* To do
Turn the entries into a numbered list, starting with the line that contains "One dot per instance of the grey" and continuing through the final line of the entries. Include both of these lines, leave out any blank lines, and list nothing else.

* BEGIN *

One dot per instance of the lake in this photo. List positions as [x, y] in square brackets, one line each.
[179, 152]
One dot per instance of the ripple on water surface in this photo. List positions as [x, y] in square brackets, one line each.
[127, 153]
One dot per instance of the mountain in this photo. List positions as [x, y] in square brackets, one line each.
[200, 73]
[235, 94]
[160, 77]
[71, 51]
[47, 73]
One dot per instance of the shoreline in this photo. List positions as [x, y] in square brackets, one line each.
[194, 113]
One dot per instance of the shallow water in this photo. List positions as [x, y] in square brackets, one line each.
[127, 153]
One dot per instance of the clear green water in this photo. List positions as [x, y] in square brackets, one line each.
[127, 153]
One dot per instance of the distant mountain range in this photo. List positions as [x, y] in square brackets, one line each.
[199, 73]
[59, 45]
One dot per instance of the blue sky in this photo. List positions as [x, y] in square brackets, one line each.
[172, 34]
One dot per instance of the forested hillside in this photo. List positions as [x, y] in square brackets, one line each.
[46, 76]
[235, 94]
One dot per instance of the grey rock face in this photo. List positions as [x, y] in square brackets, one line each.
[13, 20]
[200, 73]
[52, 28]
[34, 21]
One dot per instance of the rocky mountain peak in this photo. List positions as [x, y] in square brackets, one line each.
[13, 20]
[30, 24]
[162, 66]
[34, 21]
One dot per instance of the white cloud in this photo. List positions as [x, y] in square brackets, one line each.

* END *

* Worked solution
1. One dot per instance of the grey rock face in this photo. List positions as [x, y] in square brackets, one line each.
2. [13, 20]
3. [200, 73]
4. [52, 28]
5. [34, 21]
6. One dot per instance of the rocky mountain peak in this photo. List positions as [x, y] in square brackets, one line each.
7. [13, 20]
8. [30, 24]
9. [162, 66]
10. [34, 21]
11. One dot per instance of the white cloud in this photo. List positions as [x, y] in square brackets, one line each.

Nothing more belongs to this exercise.